───── Material to process

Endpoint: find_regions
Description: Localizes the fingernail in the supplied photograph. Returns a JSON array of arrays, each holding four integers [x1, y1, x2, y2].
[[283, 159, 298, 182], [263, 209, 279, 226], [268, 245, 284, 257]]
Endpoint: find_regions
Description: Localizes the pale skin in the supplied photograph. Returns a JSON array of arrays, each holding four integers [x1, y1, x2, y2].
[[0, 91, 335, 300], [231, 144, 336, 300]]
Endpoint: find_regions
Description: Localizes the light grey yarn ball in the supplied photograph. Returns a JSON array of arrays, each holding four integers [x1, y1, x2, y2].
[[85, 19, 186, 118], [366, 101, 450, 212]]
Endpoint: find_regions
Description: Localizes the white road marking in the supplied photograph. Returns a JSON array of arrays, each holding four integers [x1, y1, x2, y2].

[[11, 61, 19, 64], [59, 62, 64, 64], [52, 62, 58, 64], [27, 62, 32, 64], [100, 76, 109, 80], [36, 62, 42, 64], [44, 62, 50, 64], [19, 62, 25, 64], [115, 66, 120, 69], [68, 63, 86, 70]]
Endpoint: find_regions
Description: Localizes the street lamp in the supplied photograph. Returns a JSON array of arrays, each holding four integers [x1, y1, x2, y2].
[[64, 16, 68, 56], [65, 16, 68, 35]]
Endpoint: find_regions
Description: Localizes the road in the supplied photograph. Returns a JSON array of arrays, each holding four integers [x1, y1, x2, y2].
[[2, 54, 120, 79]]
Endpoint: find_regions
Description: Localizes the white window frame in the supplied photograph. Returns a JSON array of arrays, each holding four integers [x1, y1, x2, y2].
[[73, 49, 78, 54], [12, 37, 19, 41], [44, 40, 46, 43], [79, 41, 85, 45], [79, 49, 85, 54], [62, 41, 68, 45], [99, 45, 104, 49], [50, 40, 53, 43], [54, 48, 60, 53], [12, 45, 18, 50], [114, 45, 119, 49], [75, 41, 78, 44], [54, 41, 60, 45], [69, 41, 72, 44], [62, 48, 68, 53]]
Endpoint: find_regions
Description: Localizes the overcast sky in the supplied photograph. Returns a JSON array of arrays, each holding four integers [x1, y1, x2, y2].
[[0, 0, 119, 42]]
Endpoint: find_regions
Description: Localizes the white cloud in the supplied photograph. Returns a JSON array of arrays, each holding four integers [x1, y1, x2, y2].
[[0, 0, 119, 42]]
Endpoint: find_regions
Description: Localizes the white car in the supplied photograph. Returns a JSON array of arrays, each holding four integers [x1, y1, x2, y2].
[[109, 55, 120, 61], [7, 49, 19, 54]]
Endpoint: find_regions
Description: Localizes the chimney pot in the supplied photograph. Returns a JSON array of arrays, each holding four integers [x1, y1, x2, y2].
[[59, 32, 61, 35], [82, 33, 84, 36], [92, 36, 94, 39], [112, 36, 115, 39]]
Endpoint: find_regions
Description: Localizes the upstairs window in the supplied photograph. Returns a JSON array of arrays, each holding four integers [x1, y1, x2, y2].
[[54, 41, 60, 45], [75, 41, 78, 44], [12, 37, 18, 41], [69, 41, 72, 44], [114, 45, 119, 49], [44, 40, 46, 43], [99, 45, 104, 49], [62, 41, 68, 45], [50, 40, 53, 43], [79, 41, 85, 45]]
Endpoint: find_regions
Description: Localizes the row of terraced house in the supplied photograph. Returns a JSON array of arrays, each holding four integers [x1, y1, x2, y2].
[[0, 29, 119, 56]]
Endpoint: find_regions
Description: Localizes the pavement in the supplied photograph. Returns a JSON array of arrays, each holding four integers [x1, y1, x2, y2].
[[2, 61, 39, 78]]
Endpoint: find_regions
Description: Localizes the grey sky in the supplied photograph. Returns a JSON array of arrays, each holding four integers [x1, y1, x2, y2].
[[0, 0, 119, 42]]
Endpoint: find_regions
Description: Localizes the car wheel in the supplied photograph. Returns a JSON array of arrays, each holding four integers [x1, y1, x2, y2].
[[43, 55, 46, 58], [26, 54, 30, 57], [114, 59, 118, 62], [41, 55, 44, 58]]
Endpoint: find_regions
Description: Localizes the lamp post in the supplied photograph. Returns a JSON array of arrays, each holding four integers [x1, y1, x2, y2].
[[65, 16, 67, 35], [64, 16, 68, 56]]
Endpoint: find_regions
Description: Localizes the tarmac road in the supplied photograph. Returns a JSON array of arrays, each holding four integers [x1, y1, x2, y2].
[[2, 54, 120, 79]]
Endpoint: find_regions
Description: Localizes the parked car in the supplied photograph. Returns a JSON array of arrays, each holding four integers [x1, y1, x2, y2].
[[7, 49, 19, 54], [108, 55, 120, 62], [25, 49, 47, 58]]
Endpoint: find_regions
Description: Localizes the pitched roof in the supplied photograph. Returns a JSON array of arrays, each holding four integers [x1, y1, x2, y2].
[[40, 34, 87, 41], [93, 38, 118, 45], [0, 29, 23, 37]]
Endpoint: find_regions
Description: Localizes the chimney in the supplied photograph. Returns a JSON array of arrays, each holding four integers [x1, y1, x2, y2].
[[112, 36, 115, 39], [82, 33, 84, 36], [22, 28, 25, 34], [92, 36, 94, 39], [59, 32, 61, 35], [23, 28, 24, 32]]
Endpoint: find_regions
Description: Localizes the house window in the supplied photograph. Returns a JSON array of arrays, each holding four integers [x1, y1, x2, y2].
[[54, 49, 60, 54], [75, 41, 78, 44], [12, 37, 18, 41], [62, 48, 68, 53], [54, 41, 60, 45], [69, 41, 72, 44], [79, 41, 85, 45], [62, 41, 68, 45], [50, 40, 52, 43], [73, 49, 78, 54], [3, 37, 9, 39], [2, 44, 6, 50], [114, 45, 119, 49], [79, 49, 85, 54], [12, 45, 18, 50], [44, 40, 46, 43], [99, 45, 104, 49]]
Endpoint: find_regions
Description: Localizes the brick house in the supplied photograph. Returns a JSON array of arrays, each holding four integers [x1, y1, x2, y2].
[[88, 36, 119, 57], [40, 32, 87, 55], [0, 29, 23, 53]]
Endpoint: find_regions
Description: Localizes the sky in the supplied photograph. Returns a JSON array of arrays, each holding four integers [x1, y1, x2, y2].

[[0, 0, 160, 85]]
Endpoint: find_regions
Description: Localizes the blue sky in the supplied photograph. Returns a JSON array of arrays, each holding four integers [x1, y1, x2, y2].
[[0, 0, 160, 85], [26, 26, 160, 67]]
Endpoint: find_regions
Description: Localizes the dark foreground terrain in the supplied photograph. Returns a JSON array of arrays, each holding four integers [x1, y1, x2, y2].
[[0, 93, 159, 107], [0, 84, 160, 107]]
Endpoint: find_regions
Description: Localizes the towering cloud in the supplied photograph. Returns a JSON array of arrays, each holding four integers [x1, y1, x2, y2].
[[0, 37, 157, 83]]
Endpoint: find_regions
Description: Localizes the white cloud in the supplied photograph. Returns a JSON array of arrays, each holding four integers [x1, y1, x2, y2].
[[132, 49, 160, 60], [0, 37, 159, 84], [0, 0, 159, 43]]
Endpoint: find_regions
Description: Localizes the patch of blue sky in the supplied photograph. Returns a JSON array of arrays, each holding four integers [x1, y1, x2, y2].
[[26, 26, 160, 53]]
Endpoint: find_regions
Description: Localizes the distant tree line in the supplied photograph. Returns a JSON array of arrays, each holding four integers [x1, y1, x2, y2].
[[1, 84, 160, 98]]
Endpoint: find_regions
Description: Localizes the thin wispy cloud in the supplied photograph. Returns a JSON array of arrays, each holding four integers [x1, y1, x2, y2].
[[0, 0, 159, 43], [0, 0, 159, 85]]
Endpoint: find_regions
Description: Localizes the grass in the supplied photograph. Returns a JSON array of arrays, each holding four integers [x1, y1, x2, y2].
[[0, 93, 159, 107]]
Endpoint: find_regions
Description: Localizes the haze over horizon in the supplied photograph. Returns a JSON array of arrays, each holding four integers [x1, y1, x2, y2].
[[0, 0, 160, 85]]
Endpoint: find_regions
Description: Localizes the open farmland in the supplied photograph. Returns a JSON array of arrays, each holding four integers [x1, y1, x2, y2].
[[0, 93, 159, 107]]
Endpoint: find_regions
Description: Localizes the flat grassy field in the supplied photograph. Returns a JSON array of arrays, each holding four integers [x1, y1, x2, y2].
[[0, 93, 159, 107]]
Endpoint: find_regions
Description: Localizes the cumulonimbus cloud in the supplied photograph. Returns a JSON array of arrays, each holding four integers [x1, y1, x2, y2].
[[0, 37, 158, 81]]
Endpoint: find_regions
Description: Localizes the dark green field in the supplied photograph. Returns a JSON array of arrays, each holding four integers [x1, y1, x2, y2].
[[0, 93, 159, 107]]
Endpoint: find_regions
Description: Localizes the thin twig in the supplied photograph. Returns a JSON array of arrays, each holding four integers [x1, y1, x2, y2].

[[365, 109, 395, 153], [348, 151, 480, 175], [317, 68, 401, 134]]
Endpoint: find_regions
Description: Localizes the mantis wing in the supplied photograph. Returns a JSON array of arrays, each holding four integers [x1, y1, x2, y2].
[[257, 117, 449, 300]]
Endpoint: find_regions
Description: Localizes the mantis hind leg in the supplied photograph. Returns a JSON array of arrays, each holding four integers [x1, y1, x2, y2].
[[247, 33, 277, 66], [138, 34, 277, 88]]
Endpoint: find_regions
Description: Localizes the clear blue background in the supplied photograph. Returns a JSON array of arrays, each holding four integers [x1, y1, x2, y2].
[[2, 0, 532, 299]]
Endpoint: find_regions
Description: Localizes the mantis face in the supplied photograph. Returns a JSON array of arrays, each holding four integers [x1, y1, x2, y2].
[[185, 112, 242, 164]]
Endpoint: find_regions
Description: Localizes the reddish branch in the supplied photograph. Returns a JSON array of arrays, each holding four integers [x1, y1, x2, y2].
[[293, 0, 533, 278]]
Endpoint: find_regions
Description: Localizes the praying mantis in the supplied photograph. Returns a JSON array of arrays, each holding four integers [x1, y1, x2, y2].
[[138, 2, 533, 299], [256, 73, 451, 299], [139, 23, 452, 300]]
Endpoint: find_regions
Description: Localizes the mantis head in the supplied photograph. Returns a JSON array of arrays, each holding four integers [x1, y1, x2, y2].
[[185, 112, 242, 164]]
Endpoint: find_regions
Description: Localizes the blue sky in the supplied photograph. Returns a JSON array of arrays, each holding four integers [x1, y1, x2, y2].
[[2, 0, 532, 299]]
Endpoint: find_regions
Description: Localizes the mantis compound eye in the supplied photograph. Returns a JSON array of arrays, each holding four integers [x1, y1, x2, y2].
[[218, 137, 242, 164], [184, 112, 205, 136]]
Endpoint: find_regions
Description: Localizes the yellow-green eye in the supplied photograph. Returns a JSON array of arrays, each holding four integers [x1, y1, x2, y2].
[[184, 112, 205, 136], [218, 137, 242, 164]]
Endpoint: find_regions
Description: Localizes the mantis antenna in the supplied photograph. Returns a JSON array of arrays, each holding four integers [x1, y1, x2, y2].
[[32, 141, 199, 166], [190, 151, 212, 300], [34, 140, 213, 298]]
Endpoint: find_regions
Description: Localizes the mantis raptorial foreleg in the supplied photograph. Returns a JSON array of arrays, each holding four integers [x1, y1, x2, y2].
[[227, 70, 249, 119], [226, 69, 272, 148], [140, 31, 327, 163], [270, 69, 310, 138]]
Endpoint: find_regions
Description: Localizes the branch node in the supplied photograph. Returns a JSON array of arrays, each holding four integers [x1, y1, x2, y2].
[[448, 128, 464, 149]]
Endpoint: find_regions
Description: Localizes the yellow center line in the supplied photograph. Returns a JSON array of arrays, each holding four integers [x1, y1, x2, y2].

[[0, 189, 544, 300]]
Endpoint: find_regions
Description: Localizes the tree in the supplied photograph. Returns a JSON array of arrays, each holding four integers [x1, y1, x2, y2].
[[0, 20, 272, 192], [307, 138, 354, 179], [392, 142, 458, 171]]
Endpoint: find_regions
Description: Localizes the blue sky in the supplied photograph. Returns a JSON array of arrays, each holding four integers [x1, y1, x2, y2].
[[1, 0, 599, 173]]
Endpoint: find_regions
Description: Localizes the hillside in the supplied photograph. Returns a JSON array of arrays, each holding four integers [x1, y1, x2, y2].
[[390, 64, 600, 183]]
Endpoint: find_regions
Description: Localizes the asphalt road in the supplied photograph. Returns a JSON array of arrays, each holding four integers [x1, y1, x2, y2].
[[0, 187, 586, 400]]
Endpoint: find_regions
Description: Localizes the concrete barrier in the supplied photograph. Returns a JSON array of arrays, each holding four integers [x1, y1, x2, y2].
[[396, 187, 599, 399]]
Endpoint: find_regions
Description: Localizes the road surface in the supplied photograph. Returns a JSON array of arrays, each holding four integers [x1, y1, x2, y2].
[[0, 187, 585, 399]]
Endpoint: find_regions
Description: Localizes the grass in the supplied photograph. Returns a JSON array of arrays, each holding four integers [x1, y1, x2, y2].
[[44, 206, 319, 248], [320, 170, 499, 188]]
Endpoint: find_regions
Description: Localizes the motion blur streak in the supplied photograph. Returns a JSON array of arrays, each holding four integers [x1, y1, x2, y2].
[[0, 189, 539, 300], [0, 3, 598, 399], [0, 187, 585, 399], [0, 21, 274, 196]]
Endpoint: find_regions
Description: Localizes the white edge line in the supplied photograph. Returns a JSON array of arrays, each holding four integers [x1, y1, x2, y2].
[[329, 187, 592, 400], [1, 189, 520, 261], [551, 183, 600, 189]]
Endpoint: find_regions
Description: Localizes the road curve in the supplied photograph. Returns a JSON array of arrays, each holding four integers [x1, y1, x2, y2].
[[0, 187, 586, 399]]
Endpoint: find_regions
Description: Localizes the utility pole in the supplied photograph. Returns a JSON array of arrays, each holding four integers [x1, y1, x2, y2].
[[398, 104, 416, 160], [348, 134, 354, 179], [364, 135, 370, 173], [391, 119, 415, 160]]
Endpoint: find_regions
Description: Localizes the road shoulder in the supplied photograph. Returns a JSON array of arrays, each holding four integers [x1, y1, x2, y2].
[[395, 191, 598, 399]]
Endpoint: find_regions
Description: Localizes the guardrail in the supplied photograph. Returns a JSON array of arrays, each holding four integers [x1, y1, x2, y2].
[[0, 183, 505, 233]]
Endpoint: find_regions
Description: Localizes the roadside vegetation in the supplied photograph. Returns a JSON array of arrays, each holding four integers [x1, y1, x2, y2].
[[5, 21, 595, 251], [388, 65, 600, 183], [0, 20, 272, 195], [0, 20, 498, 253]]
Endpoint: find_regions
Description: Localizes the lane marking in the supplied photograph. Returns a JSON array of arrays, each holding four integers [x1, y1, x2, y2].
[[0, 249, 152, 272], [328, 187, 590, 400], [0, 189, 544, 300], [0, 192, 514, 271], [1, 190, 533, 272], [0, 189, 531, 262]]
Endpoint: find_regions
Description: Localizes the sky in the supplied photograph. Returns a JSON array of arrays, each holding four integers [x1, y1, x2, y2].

──────────

What is needed:
Starting at the line that contains "Description: Localizes the lane", retype each line through the last one in the records, both included, and add nothing.

Reply:
Description: Localizes the lane marking in the supplied photograph. Returns a JSON array of arrays, each holding four integers [x1, y1, x2, y2].
[[0, 249, 152, 272], [328, 187, 590, 400], [0, 189, 544, 300], [0, 192, 514, 271], [1, 190, 533, 272], [0, 189, 531, 262]]
Endpoint: find_regions
Description: Localizes the sky in the supplied photograph. Returns a JSON array of arrays, each holding four integers [x1, y1, x2, y2].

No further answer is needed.